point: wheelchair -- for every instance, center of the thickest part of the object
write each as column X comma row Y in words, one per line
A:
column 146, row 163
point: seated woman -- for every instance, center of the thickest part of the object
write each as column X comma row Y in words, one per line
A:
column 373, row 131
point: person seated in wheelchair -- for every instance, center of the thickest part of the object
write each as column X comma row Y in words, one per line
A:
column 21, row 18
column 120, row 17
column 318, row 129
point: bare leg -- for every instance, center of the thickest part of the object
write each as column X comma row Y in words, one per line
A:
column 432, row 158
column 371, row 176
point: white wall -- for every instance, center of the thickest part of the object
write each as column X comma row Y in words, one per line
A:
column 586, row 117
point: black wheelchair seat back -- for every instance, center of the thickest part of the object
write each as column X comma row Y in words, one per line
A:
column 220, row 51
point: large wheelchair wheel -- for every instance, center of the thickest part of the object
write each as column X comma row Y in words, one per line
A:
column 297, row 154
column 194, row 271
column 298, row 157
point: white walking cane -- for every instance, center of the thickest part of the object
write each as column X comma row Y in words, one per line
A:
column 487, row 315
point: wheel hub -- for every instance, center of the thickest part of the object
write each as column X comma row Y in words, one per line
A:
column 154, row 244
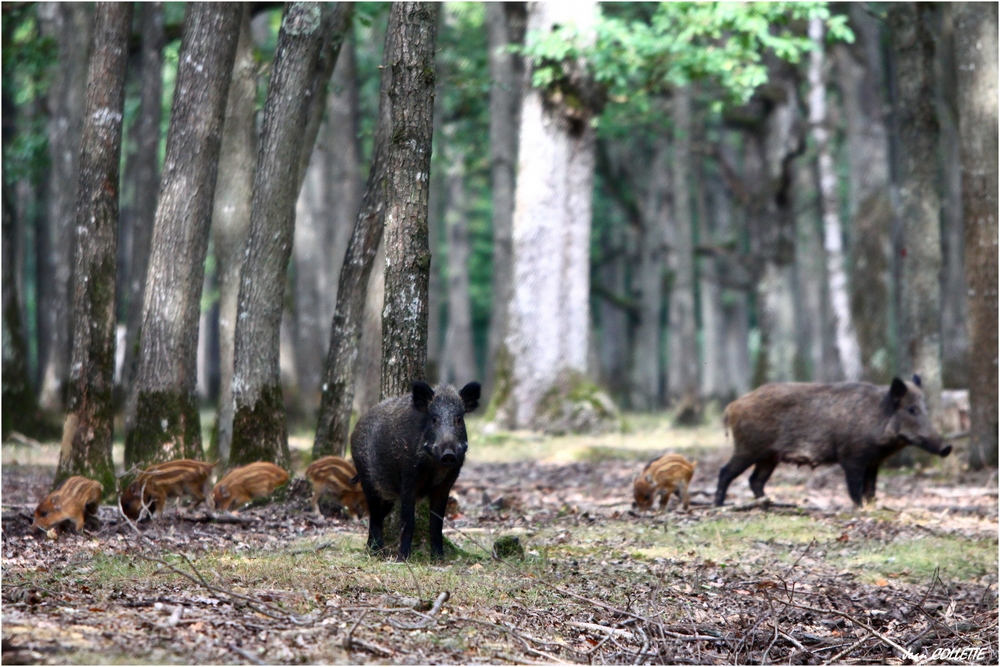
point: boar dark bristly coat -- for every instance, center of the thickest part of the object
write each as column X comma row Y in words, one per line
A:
column 410, row 447
column 855, row 424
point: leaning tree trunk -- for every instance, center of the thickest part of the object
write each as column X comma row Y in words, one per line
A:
column 71, row 29
column 87, row 432
column 682, row 381
column 231, row 218
column 325, row 213
column 259, row 429
column 920, row 287
column 408, row 161
column 976, row 60
column 847, row 340
column 645, row 354
column 859, row 73
column 505, row 23
column 356, row 274
column 549, row 318
column 145, row 175
column 459, row 358
column 163, row 398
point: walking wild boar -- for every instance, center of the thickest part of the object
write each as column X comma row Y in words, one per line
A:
column 173, row 479
column 74, row 502
column 410, row 447
column 662, row 478
column 855, row 424
column 334, row 475
column 246, row 483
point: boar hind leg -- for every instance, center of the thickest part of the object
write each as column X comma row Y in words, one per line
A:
column 871, row 479
column 761, row 473
column 729, row 472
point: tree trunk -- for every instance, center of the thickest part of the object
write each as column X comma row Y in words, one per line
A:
column 71, row 26
column 407, row 257
column 325, row 213
column 87, row 433
column 682, row 381
column 145, row 175
column 920, row 287
column 647, row 284
column 357, row 280
column 259, row 428
column 19, row 405
column 459, row 358
column 231, row 217
column 954, row 300
column 976, row 60
column 848, row 350
column 505, row 23
column 163, row 397
column 859, row 70
column 549, row 318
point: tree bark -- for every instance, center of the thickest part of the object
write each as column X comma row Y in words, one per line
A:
column 259, row 428
column 407, row 256
column 647, row 284
column 71, row 26
column 859, row 73
column 848, row 351
column 163, row 399
column 920, row 288
column 549, row 325
column 87, row 433
column 976, row 60
column 459, row 358
column 325, row 214
column 145, row 176
column 231, row 218
column 357, row 278
column 954, row 301
column 505, row 23
column 683, row 379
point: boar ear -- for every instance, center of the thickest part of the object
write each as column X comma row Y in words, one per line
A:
column 896, row 391
column 470, row 396
column 422, row 395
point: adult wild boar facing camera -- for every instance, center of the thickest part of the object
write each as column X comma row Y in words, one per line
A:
column 855, row 424
column 410, row 447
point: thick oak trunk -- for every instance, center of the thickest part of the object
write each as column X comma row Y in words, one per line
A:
column 259, row 428
column 919, row 286
column 407, row 256
column 87, row 433
column 71, row 26
column 163, row 399
column 145, row 175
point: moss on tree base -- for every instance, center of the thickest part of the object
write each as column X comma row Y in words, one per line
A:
column 167, row 427
column 260, row 432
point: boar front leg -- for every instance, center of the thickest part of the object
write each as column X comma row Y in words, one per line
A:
column 854, row 475
column 439, row 505
column 407, row 521
column 761, row 473
column 871, row 479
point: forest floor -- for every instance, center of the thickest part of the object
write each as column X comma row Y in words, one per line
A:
column 805, row 580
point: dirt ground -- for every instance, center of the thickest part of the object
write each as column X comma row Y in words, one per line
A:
column 806, row 580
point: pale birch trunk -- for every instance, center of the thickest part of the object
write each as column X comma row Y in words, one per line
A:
column 976, row 32
column 231, row 218
column 549, row 321
column 847, row 341
column 458, row 359
column 682, row 381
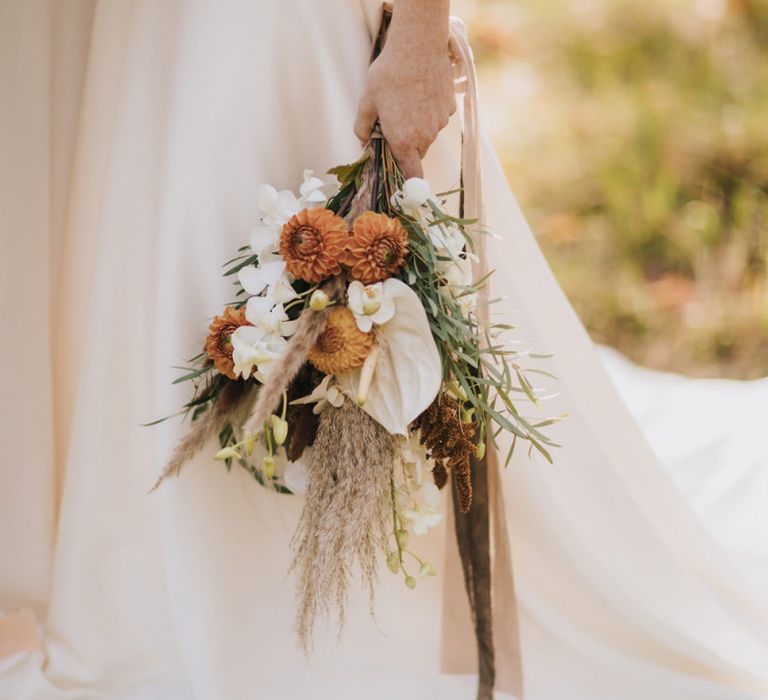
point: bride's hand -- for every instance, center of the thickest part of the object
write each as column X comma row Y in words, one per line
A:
column 409, row 87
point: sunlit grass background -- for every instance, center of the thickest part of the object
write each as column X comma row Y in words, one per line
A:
column 635, row 135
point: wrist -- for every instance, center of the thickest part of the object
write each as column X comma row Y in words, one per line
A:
column 419, row 28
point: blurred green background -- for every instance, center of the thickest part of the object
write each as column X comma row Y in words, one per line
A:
column 635, row 136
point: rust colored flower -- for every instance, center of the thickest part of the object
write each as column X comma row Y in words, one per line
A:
column 342, row 346
column 377, row 248
column 218, row 345
column 313, row 244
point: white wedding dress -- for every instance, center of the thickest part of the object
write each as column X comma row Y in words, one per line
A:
column 133, row 137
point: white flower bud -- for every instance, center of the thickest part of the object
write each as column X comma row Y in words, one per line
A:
column 427, row 569
column 319, row 300
column 227, row 453
column 279, row 428
column 393, row 562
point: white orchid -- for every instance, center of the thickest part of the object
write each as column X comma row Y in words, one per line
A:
column 413, row 198
column 265, row 313
column 370, row 304
column 311, row 190
column 424, row 513
column 277, row 208
column 263, row 240
column 448, row 241
column 414, row 456
column 458, row 278
column 324, row 394
column 253, row 348
column 272, row 276
column 296, row 475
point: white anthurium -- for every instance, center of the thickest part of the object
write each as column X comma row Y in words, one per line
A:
column 408, row 373
column 256, row 278
column 371, row 304
column 254, row 348
column 296, row 475
column 323, row 394
column 413, row 197
column 265, row 313
column 311, row 190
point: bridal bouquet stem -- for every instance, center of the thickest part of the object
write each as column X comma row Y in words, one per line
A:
column 353, row 366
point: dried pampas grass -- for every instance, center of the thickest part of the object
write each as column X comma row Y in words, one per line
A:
column 230, row 398
column 346, row 513
column 285, row 369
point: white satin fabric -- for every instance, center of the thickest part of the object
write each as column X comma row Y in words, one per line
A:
column 133, row 135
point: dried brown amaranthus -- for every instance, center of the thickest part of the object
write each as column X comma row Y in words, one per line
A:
column 449, row 441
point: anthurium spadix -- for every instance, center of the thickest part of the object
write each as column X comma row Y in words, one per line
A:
column 408, row 373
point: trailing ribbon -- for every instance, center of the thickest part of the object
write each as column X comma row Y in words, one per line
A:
column 482, row 552
column 481, row 534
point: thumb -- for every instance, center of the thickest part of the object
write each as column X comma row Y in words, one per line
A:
column 409, row 162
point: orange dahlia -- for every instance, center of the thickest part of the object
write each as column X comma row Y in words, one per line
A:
column 342, row 346
column 313, row 243
column 218, row 345
column 377, row 248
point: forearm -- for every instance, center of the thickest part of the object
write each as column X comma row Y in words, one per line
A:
column 419, row 26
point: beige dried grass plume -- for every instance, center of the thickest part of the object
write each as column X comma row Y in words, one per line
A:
column 347, row 509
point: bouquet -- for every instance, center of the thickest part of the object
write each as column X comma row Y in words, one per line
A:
column 354, row 365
=====
__OBIETTIVO__
Trascrivi tutte le righe riportate sopra senza alcuna modifica, omettendo le immagini.

__RISPOSTA__
point: wheelchair -- for every instance, center of the thickest part of the object
write each as column X comma row Y in words, one per line
A:
column 146, row 163
point: seated woman -- for every instance, center of the thickest part of the object
write each as column X comma row Y in words, one per line
A:
column 373, row 131
point: person seated in wheelchair -- for every instance, center of the thickest part of the object
write each as column X comma row Y in words, one per line
A:
column 21, row 18
column 120, row 17
column 318, row 129
point: bare leg -- for every instance, center of the thickest part of the object
write each as column X comma row Y in words, one per line
A:
column 432, row 158
column 371, row 176
point: white wall -- for every instance, center of the thickest part of the object
write each as column X comma row Y in words, one per line
A:
column 586, row 117
point: black wheelchair seat back -- for every instance, center of the thickest part of the object
write each as column X comma row Y in words, one per line
A:
column 220, row 51
point: large wheelchair wheel -- for every instance, center of the thickest part of the object
write each as column X comma row Y in words, one per line
A:
column 297, row 154
column 194, row 271
column 298, row 157
point: white walking cane -- for every instance, center of the thickest part of the object
write each as column X comma row Y in words, one per line
A:
column 487, row 315
point: wheel hub -- for every instance, center of the thickest part of the object
write each as column X comma row Y in words, one per line
A:
column 154, row 244
point: boar dark bristly coat -- for every instance, center of the thickest part of the object
write each as column X comma row Y in words, one per line
A:
column 410, row 447
column 855, row 424
point: leaning tree trunk -- for every instance, center of the thickest part of the object
write each as column X comma row Y in words, one per line
A:
column 71, row 29
column 87, row 432
column 682, row 381
column 231, row 218
column 325, row 213
column 259, row 429
column 920, row 287
column 408, row 161
column 976, row 60
column 847, row 340
column 645, row 354
column 859, row 73
column 505, row 23
column 356, row 274
column 549, row 318
column 145, row 175
column 459, row 358
column 163, row 398
point: walking wild boar -- for every instance, center of the thickest part of the object
write each as column X comma row Y in words, one per line
A:
column 173, row 479
column 74, row 502
column 410, row 447
column 662, row 478
column 855, row 424
column 334, row 475
column 246, row 483
point: boar hind leg -- for every instance, center of the thickest part of the object
write each as column X comma row Y in words, one per line
A:
column 871, row 479
column 761, row 473
column 729, row 472
point: tree trunk -- for every instance, center of the thickest part of the object
write each as column X comma row Y in words, one per line
A:
column 71, row 26
column 407, row 257
column 325, row 213
column 87, row 433
column 682, row 381
column 145, row 175
column 920, row 287
column 647, row 284
column 357, row 280
column 259, row 428
column 19, row 405
column 459, row 358
column 231, row 217
column 954, row 300
column 976, row 60
column 848, row 350
column 505, row 23
column 163, row 397
column 859, row 70
column 549, row 318
point: tree bark -- for every instance, center of the thickest part of the object
write each as column X comma row Y in words, one per line
A:
column 259, row 428
column 407, row 256
column 647, row 284
column 71, row 26
column 859, row 73
column 848, row 351
column 163, row 399
column 920, row 288
column 549, row 325
column 87, row 433
column 976, row 60
column 459, row 358
column 325, row 214
column 145, row 176
column 231, row 218
column 357, row 278
column 954, row 301
column 505, row 23
column 683, row 379
point: boar ear -- for every instance, center of the thickest part of the object
write each as column X comma row Y in words, one per line
A:
column 896, row 391
column 470, row 396
column 422, row 395
point: adult wild boar facing camera -- for every instance, center of the thickest part of the object
write each as column X comma row Y in words, one per line
A:
column 855, row 424
column 410, row 447
point: thick oak trunk -- for every instance, center of the thickest part of the object
write each as column X comma row Y in words, one per line
A:
column 259, row 428
column 919, row 286
column 407, row 256
column 87, row 433
column 71, row 26
column 163, row 399
column 145, row 175
point: moss on tree base -- for every instance, center of the thickest part of the object
write each as column X comma row Y in words, one per line
A:
column 167, row 427
column 260, row 432
point: boar front leg -- for every instance, center of the thickest part of the object
write each as column X comma row Y in words, one per line
A:
column 854, row 475
column 439, row 505
column 407, row 521
column 761, row 473
column 871, row 479
point: forest floor -- for every instance, center of the thickest part of the object
write each as column X comma row Y in words, one per line
A:
column 805, row 580
point: dirt ground -- for every instance, center of the thickest part of the object
write each as column X comma row Y in words, one per line
A:
column 806, row 580
point: pale birch trunk -- for every instance, center of the thickest part of the object
write each as column X comma row Y in words, one per line
A:
column 976, row 32
column 231, row 218
column 549, row 321
column 847, row 341
column 458, row 359
column 682, row 381
point: bride's hand -- for every instance, center of the thickest part of the object
write each as column X comma row Y in words, one per line
A:
column 409, row 87
point: sunlit grass background -- for every instance, center of the thickest part of the object
write each as column X comma row Y in words, one per line
A:
column 635, row 135
point: wrist -- for every instance, center of the thickest part of the object
write each as column X comma row Y in words, one per line
A:
column 419, row 28
point: blurred green background -- for every instance, center of the thickest part of the object
write each as column X comma row Y in words, one per line
A:
column 635, row 136
point: rust colored flower -- for every instance, center of the thickest part of the object
write each as column X comma row Y in words, one per line
A:
column 342, row 346
column 377, row 248
column 218, row 345
column 313, row 244
point: white wedding dress -- for every instance, center of the thickest part of the object
write each as column X comma row Y in words, one per line
A:
column 133, row 137
point: white flower bud -- for every instance, center of the thickest part of the object
write each as column X comma row Y in words, one per line
A:
column 427, row 569
column 319, row 300
column 227, row 453
column 279, row 428
column 393, row 562
point: white orchid -- for every instance, center of the thickest part of the object
write each as column X comma row Y in words, one per line
A:
column 413, row 198
column 265, row 313
column 370, row 304
column 311, row 190
column 424, row 513
column 277, row 208
column 263, row 240
column 448, row 241
column 414, row 456
column 458, row 278
column 324, row 394
column 253, row 348
column 272, row 276
column 296, row 475
point: white anthurium -- for every instance, center of the thickest part of the object
write each as column X comma row Y in words, one per line
A:
column 408, row 373
column 256, row 278
column 371, row 304
column 254, row 348
column 296, row 475
column 323, row 394
column 413, row 197
column 265, row 313
column 311, row 190
point: bridal bouquet stem -- for every instance, center of the thickest part of the object
write each as column X comma row Y in words, one per line
A:
column 353, row 366
point: dried pampas grass -- for every instance, center of the thickest part of the object
write each as column X comma row Y in words, one per line
A:
column 230, row 398
column 346, row 513
column 285, row 369
point: white satin fabric -- for every instance, center of the thickest part of the object
write each as column X comma row Y in words, one per line
A:
column 133, row 135
point: dried brown amaranthus -- for every instance, center of the thickest part of the object
write each as column X comma row Y in words, one per line
A:
column 449, row 441
point: anthurium spadix -- for every instance, center of the thickest part of the object
write each as column X comma row Y in words, one per line
A:
column 408, row 373
point: trailing ribbon -- for every instance, center of the thickest part of the object
write each as column X comma row Y in words, one per line
A:
column 482, row 552
column 481, row 534
point: thumb -- for every instance, center of the thickest part of the object
write each as column X comma row Y in words, one per line
A:
column 409, row 162
point: orange dahlia -- for every instance, center of the thickest part of the object
write each as column X comma row Y in words, one per line
A:
column 342, row 346
column 313, row 243
column 218, row 345
column 377, row 248
point: forearm -- for every instance, center of the thickest part of the object
write each as column X comma row Y in words, one per line
A:
column 419, row 26
point: beige dried grass plume -- for every instance, center of the thickest part of the object
write each as column X comma row Y in words, one per line
A:
column 347, row 509
point: bouquet -- for every instance, center of the thickest part of the object
write each as column X comma row Y in words, one per line
A:
column 354, row 365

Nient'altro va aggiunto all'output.